• Lesetext:
----
Und wirklich: 50 000 oder 60 000 Flüchtlinge kehrten in den Kreis Gali zurück,
wenn auch nicht alle zusammengebracht werden konnten.
RIA Novosti: Kehren wir zur Sowjetunion zurück. Wie denken Sie, ist es möglich,
eine solche Struktur wiederzubeleben?
Schewardnadse: Ein kategorisches Nein. Nicht Georgien allein ist unabhängig,
alle Staaten sind es geworden. Kasachstan zum Beispiel, ein überaus reiches
Land, dessen Bodenschätze das ganze Mendelejew-System bergen, wird wohl
kaum auf seine Unabhängigkeit verzichten. Zudem ist es ein Land, in dem
sich Nasarbajew zum ewigen Präsidenten auf Lebenszeit ausgerufen hat.
RIA Novosti: Hat die GUS eine Zukunft?
Schewardnadse: Doch, wenn diese Organisation wirklich handlungsfähig sein
und die Situation im GUS-Raum real beeinflussen wird. Das ist möglich.
RIA Novosti: Eduard Amwrossijewitsch, lassen Sie uns von UdSSR und der GUS
zum unabhängigen Georgien wechseln. Über Ihren Rücktritt als georgischer
Präsident kursieren viele Gerüchte. Die einen sagen, Saakaschwili sei Ihr
Zögling, Sie hätten ihm auf diese Weise, mittels der
"Rosenrevolution", absichtlich die Macht übergeben. Andere sagen,
Sie hätten weder Kräfte noch Mittel gehabt, um die Kundgebungen zu unterdrücken.
----
• Inhalt des Datensatzes:
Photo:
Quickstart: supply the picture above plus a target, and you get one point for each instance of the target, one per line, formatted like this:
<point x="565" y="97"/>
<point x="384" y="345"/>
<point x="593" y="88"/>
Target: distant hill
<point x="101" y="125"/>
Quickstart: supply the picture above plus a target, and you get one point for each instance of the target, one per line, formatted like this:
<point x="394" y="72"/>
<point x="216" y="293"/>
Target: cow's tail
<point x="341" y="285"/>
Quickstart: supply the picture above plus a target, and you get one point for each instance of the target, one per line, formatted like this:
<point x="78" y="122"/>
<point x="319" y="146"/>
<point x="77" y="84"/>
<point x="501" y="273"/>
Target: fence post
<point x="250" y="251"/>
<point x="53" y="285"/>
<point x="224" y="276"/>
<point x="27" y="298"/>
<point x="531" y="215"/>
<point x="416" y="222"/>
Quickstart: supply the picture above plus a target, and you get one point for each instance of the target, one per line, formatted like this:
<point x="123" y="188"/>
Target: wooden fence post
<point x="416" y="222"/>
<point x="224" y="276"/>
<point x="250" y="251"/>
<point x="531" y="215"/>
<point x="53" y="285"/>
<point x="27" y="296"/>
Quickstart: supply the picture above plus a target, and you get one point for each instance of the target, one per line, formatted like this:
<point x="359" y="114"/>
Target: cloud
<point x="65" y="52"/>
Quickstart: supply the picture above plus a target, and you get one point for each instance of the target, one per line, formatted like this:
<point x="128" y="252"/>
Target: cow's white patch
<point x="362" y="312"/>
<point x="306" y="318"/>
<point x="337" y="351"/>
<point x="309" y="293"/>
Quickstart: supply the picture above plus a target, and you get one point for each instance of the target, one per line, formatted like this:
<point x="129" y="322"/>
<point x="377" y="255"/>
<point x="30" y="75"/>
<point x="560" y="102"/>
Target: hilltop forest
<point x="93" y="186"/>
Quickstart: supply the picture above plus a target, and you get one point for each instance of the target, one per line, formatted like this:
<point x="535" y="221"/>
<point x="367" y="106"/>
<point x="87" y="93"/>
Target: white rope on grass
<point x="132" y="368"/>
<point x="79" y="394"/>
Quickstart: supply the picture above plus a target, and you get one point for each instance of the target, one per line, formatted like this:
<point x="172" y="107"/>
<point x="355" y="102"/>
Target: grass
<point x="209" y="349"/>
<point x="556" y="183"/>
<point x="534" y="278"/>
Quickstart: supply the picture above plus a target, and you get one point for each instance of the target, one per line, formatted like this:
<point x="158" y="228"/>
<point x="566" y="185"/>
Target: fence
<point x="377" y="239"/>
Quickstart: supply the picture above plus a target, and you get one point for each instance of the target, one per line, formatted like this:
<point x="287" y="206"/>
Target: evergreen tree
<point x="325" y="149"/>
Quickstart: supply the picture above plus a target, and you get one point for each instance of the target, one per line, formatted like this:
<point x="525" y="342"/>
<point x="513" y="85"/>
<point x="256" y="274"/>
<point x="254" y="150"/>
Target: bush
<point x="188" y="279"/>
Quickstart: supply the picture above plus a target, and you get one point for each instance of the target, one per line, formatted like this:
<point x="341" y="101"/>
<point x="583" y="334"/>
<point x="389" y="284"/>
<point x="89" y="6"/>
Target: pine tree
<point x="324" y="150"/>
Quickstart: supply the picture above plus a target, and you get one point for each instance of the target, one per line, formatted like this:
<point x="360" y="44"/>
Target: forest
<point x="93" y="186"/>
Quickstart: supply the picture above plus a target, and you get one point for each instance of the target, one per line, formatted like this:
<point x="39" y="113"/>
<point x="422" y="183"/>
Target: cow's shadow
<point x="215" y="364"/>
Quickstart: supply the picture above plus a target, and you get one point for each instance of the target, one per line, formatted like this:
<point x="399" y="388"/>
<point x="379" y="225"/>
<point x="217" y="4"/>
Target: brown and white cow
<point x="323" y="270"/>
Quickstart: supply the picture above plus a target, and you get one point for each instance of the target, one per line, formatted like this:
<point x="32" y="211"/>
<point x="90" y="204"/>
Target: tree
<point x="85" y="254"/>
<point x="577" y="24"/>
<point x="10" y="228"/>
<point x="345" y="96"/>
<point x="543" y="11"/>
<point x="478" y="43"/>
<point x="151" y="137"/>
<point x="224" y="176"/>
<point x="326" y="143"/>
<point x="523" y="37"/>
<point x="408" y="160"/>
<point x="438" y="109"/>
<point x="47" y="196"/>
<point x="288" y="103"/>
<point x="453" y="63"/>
----
• Aufgaben:
[a] Schreiben Sie aus dem Interview mit Schewardnadse den Abschnitt ab, der mit "Schewardnadse: Doch, wenn" beginnt und bis einschließlich "Kundgebungen zu unterdrücken." reicht.
[b] Wer hat sich laut dem Interview mit Schewardnadse zum ewigen Präsidenten auf Lebenszeit ausgerufen?
[c] Setzen Sie das Interview mit Schewardnadse nach dem letzten Satz fort.
Die Einträge werden dafür nicht gebraucht.

• Antworten:
[a]
Schewardnadse: Doch, wenn diese Organisation wirklich handlungsfähig sein
und die Situation im GUS-Raum real beeinflussen wird. Das ist möglich.
RIA Novosti: Eduard Amwrossijewitsch, lassen Sie uns von UdSSR und der GUS
zum unabhängigen Georgien wechseln. Über Ihren Rücktritt als georgischer
Präsident kursieren viele Gerüchte. Die einen sagen, Saakaschwili sei Ihr
Zögling, Sie hätten ihm auf diese Weise, mittels der
"Rosenrevolution", absichtlich die Macht übergeben. Andere sagen,
Sie hätten weder Kräfte noch Mittel gehabt, um die Kundgebungen zu unterdrücken.

[b] Nasarbajew

[c]
Wieder andere schließlich behaupten, Moskau habe Sie dazu gezwungen. Wie
sah es in Wirklichkeit aus?
Schewardnadse: Moskau hat damit nichts zu tun.
RIA Novosti: Warum kam zu jener Zeit der damalige russische Außenminister
Igor Iwanow nach Georgien?
Schewardnadse: Igor Iwanow kam als mein Freund. Er traf sich zuerst mit der
Opposition, dann trafen wir beide uns. Aber er konnte nichts zu meinen
Gunsten unternehmen. Darauf bat er mich, ihm ein Flugzeug zu überlassen,
flog nach Batumi und von Batumi nach Moskau zurück. Damit war seine ganze
Mission beendet.
Ich stand auf der Tribüne im Parlament und hielt eine Rede, als die Verschwörer
Saakaschwili, Schwanija und andere gewaltsam in den Saal eindrangen. Ich sah
Menschen, die mit Maschinenpistolen, Pistolen, Messern und Knüppeln
bewaffnet waren...
RIA Novosti: Und wo waren die Rosen?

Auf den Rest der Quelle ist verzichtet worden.